▸ **Supplied passage**
== == ==

The underlying detection algorithm is almost fully customizable, it can even be set up to find fundamentally different types of G-quadruplexes. The very first option how to change the detection behavior is to tune scoring bonuses, penalizations and factors. Supported options are summarized in the table bellow:
Option name | Description |
---|---|
tetrad_bonus |
G-tetrad bonus, regardless the tetrade contains mismatches or not. |
mismatch_penalty |
Penalization for a mismatch in tetrad. |
bulge_penalty |
Penalization for a bulge. |
bulge_len_factor |
Penalization factor of a bulge length. |
bulge_len_exponent |
Exponent of a bulge length. |
loop_mean_factor |
Penalization factor of a loop length mean. |
loop_mean_exponent |
Exponent of a loop length mean. |
A more complicated way to influence the algorithm output is to implement a custom scoring function and pass it throught the custom_scoring_fn
options. Before you start experimenting with this feature, please consider the fact that custom scoring function can influence the overall algorithm performance very negatively, particularly on long sequences. The best use case of this feature is rapid prototyping of novel scoring techniques, which can be later implemented efficiently, for example in the next version of this package. Thus, if you have any suggestions how to further improve the default scoring system (DSS), please let us know, we would highly appreciate that.
Basically, the custom scoring function should take the following 10 arguments:
subject
- input DNAString object,score
- positive PQS score assigned by DSS, if enabled,start
- PQS start position,width
- PQS width,loop_1
- loop #1 start position,run_2
- run #2 start position,loop_2
- loop #2 start position,run_3
- run #3 start position,loop_3
- loop #3 start position,run_4
- run #4 start position.The function will return a new score as a single integer value. Please note that if use_default_scoring
is enabled, the custom scoring function is evaluated after the DSS but only if the DSS resulted in positive score (for performance reasons). On the other hand, when use_default_scoring
is disabled, custom scoring function is evaluated on every PQS.

== == ==

▸ **Input data**
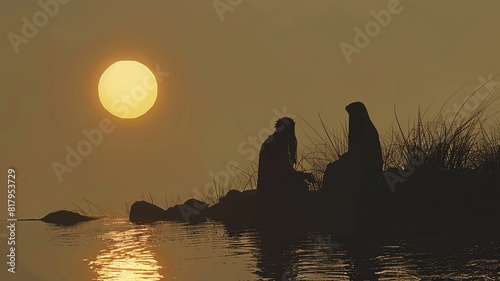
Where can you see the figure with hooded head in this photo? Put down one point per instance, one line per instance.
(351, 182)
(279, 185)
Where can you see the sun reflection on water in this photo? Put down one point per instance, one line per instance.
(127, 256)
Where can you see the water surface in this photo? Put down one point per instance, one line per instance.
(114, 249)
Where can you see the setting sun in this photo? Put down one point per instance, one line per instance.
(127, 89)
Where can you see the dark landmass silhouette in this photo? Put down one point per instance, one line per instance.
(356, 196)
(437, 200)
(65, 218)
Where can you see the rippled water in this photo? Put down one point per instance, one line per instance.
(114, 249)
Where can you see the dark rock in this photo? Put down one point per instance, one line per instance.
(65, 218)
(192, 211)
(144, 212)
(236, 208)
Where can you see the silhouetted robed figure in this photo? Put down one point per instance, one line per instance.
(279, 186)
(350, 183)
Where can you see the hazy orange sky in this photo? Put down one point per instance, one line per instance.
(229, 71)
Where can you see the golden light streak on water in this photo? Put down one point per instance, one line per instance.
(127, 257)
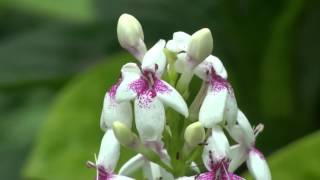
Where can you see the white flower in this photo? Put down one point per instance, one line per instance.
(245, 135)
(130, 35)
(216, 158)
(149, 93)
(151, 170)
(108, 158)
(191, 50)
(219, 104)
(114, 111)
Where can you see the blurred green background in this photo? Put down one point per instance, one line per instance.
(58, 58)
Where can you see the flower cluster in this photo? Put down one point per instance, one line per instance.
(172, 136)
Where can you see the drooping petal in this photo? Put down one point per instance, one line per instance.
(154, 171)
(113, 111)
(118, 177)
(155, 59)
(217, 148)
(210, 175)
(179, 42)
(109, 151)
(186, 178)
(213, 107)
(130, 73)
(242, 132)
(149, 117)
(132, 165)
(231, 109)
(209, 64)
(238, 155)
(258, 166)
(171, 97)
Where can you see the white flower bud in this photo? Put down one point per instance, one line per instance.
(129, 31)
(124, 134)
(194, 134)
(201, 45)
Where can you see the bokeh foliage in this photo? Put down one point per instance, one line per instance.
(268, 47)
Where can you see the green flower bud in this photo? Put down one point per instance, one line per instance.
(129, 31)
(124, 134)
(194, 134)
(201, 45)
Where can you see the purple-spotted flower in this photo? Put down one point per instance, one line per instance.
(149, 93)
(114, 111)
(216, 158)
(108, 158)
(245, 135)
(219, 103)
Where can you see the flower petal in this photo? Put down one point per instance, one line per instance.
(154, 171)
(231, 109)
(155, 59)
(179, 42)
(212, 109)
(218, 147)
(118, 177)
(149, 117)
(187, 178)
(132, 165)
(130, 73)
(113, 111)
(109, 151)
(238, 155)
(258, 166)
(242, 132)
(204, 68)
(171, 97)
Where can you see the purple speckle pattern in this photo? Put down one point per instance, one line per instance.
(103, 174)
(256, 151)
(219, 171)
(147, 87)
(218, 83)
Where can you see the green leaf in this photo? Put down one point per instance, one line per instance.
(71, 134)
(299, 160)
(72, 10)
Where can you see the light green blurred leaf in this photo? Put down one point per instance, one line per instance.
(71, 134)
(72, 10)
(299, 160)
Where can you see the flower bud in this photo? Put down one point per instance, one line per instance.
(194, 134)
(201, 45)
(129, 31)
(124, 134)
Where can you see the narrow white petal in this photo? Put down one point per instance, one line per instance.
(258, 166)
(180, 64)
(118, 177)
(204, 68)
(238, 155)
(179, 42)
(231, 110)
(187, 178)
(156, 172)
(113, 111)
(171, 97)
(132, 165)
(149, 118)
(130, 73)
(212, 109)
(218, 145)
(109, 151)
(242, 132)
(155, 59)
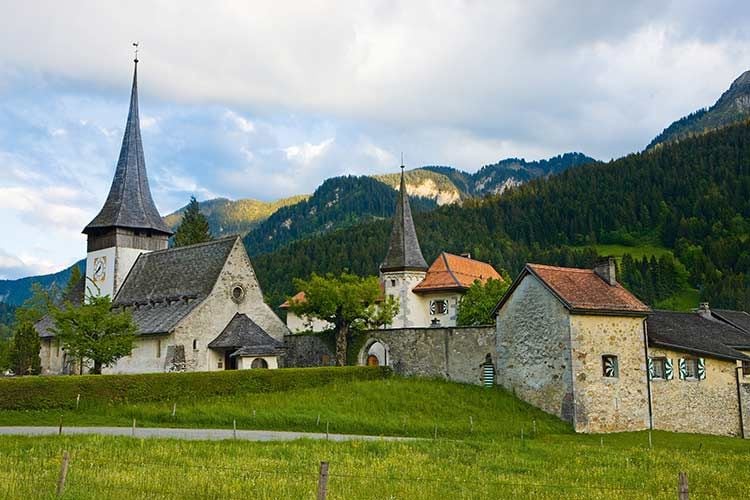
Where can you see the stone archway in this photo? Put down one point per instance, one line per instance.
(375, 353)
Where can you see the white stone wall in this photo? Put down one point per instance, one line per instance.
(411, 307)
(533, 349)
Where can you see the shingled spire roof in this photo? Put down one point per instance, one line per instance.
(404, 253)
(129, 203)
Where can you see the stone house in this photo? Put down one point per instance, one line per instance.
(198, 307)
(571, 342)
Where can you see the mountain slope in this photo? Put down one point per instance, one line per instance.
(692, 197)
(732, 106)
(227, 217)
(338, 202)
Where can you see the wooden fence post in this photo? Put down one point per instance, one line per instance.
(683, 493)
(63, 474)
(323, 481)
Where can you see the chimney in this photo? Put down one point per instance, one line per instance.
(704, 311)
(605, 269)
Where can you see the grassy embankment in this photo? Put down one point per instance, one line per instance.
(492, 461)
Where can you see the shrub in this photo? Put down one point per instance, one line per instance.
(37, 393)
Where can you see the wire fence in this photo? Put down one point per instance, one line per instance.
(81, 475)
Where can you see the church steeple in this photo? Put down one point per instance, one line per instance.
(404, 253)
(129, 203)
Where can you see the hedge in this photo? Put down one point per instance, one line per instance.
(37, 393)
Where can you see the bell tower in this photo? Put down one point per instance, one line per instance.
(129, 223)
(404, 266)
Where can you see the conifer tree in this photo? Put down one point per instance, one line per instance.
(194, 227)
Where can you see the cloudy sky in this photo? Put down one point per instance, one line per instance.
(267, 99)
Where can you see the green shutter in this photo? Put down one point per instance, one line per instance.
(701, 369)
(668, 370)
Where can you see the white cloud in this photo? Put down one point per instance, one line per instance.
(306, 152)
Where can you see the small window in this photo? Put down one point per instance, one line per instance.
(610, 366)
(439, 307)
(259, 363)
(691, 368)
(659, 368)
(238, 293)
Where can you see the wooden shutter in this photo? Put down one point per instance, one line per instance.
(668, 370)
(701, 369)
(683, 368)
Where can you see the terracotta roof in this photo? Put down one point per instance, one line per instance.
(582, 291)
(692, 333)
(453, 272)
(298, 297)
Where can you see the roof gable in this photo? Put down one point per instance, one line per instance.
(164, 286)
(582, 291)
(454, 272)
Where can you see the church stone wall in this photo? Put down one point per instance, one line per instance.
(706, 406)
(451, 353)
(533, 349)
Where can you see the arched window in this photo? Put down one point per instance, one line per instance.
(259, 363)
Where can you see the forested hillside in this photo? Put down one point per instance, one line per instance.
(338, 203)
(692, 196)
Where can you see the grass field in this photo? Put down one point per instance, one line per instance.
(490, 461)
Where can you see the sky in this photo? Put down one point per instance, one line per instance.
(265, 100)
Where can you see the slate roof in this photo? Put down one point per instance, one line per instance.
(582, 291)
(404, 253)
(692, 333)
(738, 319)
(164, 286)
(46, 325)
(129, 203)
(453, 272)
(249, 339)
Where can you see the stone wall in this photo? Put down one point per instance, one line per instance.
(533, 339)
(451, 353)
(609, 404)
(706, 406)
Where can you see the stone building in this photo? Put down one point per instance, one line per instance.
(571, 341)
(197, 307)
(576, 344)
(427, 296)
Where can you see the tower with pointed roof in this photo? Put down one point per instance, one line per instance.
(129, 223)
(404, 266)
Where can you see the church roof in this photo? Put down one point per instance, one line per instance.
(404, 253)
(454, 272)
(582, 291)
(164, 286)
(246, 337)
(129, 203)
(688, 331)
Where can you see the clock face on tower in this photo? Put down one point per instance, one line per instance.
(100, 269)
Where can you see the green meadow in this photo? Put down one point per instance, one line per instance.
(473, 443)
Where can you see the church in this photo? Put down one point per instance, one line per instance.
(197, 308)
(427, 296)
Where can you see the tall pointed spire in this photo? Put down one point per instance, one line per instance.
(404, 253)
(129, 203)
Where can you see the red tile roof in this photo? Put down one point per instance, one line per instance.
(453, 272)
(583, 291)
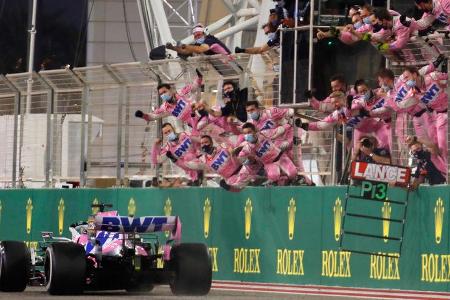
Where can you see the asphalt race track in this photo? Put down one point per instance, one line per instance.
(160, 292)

== == ==

▸ **What needs to be done**
Pick up the passage on customizing G-quadruplex detection after its final sentence and continue writing it.

▸ **Reply**
Example: Imagine you would like to assign a particular type of quadruplex a more favourable score. For example, you might want to reflect that G-quadruplexes with all loops containing just a single cytosine tend to be more stable than similar ones with different nucleotide at the same place. This can be easily implemented by the following custom scoring function:
c_loop_bonus <- function(subject, score, start, width, loop_1,
run_2, loop_2, run_3, loop_3, run_4) {
l1 <- run_2 - loop_1
l2 <- run_3 - loop_2
l3 <- run_4 - loop_3
if (l1 == l2 && l1 == l3 && subject[loop_1] == DNAString("C") &&
subject[loop_1] == subject[loop_2] &&
subject[loop_1] == subject[loop_3]) {
score <- score + 20
}
return(score)
}
Without the custom scoring function, the two PQS found in the example sequence will have the same score.
seq <- DNAString("GGGCGGGCGGGCGGGAAAAAAAAAAAAAGGGAGGGAGGGAGGG")
pqsfinder(seq)
## PQS views on a 43-letter DNAString subject
## subject: GGGCGGGCGGGCGGGAAAAAAAAAAAAAGGGAGGGAGGGAGGG
## quadruplexes:
## start width score strand nt nb nm
## [1] 1 15 73 + 3 0 0 [GGGCGGGCGGGCGGG]
## [2] 29 15 73 + 3 0 0 [GGGAGGGAGGGAGGG]
However, if the custom scoring function presented above is applied, the two PQS are clearly distinguishable by score:
pqsfinder(seq, custom_scoring_fn = c_loop_bonus)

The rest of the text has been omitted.